◆ **Set problem 1**:
In the comment, what language does the writer say the warning should be written in?
◆ **Set problem 2**:
Print the part of the comment between "No-one will ever" and "the wayback machine.", inclusive.

◆ **Selected excerpt**:
---------------

No-one will ever dig it up.
-nB
whois gawk date unzip strip find touch finger mount join nice man top fsck grep eject more yes exit umount sleep dump
Write it in English.
If civilization ever devolves to the point where English is no longer recognized/understood, then guess what?
The cavemen who have replaced us won't be our problem to deal with. We'll all be happily dead.
Seriously, if such a warning is ever needed, to hell with Humanity 2.0. I can see it now:
Ogg (sipping a skull full of blood): Me say, is nice of other human to warn us of glowy shiny.
Eck (nodding his head before picking something out of his hair and eating it): Mmmm. Yes, is pity they stupid and bash selves.
Ogg and Eck: Ahahahahaha!
Well, screw you, future savages - may you all wilt and die from radiation poisoning.
Then future generations can look it up on the wayback machine.

---------------

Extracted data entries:

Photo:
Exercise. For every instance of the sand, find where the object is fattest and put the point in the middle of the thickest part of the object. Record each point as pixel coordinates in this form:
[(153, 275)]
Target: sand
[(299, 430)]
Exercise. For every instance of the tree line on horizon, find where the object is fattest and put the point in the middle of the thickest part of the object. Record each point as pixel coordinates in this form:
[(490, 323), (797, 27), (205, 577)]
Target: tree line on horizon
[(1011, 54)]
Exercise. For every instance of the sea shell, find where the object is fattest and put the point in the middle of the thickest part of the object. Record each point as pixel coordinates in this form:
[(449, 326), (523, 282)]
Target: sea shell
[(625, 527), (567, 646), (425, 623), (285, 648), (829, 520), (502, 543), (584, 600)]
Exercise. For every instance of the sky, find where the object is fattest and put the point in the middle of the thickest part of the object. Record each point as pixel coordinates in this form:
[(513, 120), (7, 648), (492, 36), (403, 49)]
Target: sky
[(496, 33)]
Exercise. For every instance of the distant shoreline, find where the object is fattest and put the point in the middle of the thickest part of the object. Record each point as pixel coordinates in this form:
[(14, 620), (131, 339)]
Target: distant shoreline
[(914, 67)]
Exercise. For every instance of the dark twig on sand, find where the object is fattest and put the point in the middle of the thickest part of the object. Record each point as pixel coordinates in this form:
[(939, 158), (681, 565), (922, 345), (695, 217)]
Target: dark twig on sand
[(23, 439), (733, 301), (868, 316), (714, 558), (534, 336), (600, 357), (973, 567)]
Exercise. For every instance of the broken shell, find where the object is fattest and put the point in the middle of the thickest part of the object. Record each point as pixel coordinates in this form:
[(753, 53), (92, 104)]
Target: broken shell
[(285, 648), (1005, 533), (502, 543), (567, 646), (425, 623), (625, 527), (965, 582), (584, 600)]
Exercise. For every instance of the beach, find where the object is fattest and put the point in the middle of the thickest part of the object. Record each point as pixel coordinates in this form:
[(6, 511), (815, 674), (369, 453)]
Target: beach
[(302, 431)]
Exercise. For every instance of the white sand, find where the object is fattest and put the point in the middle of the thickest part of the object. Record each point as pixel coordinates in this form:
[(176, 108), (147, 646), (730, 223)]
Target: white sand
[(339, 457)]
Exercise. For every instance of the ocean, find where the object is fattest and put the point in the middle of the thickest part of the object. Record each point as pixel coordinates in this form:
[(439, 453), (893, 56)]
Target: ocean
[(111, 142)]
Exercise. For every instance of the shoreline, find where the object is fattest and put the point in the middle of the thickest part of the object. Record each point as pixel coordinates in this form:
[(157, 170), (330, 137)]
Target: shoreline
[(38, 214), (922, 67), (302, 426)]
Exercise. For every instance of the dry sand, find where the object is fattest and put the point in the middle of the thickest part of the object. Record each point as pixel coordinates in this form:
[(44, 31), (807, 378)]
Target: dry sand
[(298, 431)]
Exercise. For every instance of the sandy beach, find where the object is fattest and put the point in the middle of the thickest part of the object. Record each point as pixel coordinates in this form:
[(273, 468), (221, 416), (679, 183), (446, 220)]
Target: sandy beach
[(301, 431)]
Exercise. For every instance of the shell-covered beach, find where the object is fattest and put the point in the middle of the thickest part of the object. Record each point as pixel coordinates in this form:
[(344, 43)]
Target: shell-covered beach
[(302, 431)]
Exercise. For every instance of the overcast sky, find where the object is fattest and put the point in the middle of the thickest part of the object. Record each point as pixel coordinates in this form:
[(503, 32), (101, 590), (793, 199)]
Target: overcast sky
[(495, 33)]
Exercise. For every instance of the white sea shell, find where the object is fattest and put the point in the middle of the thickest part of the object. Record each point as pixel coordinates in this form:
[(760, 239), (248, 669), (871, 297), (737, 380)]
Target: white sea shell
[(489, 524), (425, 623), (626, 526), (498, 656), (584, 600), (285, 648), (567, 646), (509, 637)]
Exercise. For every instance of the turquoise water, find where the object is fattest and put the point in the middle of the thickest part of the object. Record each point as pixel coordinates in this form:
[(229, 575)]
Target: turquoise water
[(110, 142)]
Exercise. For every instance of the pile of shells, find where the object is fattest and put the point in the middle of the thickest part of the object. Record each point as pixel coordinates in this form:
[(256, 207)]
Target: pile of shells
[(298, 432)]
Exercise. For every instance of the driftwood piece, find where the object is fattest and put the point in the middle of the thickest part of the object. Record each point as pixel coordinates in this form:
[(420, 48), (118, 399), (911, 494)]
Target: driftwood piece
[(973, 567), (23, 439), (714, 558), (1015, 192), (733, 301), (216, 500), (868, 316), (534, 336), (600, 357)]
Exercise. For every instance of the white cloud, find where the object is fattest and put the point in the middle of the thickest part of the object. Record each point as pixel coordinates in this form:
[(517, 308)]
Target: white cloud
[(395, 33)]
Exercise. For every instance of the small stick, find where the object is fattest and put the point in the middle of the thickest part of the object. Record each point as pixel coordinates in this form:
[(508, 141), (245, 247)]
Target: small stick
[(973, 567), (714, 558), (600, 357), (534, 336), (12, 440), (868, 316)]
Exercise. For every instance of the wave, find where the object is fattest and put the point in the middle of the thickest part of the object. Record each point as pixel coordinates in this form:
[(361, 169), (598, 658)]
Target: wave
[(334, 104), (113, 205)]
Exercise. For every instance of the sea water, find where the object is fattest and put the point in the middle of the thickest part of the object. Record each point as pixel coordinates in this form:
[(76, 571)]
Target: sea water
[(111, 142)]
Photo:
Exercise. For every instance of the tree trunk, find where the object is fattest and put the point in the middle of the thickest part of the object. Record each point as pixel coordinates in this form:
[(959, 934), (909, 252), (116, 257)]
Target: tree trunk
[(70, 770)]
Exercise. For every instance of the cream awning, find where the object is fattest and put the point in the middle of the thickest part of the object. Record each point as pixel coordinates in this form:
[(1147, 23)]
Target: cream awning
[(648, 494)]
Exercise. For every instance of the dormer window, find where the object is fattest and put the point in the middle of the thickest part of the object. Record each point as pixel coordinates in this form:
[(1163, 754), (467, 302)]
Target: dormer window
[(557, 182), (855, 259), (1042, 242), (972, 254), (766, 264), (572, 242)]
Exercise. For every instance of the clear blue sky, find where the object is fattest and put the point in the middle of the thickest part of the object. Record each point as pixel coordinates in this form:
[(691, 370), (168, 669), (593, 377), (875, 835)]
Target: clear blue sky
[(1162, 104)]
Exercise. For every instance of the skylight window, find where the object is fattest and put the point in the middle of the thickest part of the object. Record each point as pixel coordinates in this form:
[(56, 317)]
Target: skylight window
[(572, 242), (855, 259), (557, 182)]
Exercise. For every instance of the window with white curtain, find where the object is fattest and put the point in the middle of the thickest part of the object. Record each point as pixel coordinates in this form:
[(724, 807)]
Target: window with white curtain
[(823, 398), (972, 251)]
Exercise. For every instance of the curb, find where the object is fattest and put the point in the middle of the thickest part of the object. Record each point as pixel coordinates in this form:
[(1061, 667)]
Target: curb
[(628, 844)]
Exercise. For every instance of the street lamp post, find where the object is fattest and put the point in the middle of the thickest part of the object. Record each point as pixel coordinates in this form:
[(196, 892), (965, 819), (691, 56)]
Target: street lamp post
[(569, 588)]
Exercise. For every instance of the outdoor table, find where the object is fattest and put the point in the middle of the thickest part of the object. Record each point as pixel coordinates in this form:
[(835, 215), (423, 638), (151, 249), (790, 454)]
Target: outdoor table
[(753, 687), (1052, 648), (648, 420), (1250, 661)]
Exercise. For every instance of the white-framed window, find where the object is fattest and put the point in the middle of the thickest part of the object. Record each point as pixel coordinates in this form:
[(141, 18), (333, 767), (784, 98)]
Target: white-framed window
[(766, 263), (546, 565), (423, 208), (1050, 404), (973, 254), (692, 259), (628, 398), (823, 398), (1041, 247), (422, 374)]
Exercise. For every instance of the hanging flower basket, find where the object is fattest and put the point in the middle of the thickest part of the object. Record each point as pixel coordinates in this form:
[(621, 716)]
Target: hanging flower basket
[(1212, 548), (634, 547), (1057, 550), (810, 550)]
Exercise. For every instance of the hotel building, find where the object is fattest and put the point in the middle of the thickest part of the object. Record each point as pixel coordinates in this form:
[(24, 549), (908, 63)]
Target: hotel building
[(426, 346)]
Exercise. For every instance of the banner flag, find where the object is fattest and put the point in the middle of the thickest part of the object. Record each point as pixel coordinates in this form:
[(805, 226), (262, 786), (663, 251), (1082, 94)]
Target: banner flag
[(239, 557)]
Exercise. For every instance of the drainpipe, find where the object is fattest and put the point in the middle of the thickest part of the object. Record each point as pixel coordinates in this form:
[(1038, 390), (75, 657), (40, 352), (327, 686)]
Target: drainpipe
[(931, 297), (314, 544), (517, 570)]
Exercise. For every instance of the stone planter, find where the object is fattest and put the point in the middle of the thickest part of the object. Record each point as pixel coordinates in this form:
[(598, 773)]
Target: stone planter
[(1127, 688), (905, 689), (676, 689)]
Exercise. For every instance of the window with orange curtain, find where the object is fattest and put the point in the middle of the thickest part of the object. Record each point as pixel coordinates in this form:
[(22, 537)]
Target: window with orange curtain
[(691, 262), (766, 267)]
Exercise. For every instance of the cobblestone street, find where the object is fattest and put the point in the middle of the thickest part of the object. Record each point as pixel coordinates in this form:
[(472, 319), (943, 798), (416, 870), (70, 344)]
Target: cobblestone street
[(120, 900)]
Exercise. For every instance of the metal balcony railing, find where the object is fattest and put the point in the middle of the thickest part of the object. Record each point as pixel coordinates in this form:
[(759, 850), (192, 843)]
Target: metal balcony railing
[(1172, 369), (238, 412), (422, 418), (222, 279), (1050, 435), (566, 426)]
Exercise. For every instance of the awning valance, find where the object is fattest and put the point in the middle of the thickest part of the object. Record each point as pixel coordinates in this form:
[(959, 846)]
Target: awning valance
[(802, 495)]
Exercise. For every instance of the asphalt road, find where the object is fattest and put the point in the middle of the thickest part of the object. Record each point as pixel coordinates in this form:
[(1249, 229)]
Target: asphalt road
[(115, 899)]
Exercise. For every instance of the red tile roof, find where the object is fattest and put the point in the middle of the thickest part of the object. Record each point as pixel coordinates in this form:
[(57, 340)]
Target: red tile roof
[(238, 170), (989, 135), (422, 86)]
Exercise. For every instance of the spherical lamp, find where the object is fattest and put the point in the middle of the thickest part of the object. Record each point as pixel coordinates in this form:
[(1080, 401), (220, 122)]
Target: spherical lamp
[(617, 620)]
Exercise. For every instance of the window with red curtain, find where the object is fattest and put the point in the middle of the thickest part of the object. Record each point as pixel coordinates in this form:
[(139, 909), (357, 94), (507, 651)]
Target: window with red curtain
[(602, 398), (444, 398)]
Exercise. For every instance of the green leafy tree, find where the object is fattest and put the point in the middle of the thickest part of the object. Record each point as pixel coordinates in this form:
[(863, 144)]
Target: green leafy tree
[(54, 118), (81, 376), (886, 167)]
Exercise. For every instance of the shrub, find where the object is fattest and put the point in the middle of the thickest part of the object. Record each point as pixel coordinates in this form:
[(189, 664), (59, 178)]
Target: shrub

---------------

◆ **Correct output 1**:
English.

◆ **Correct output 2**:
No-one will ever dig it up.
-nB
whois gawk date unzip strip find touch finger mount join nice man top fsck grep eject more yes exit umount sleep dump
Write it in English.
If civilization ever devolves to the point where English is no longer recognized/understood, then guess what?
The cavemen who have replaced us won't be our problem to deal with. We'll all be happily dead.
Seriously, if such a warning is ever needed, to hell with Humanity 2.0. I can see it now:
Ogg (sipping a skull full of blood): Me say, is nice of other human to warn us of glowy shiny.
Eck (nodding his head before picking something out of his hair and eating it): Mmmm. Yes, is pity they stupid and bash selves.
Ogg and Eck: Ahahahahaha!
Well, screw you, future savages - may you all wilt and die from radiation poisoning.
Then future generations can look it up on the wayback machine.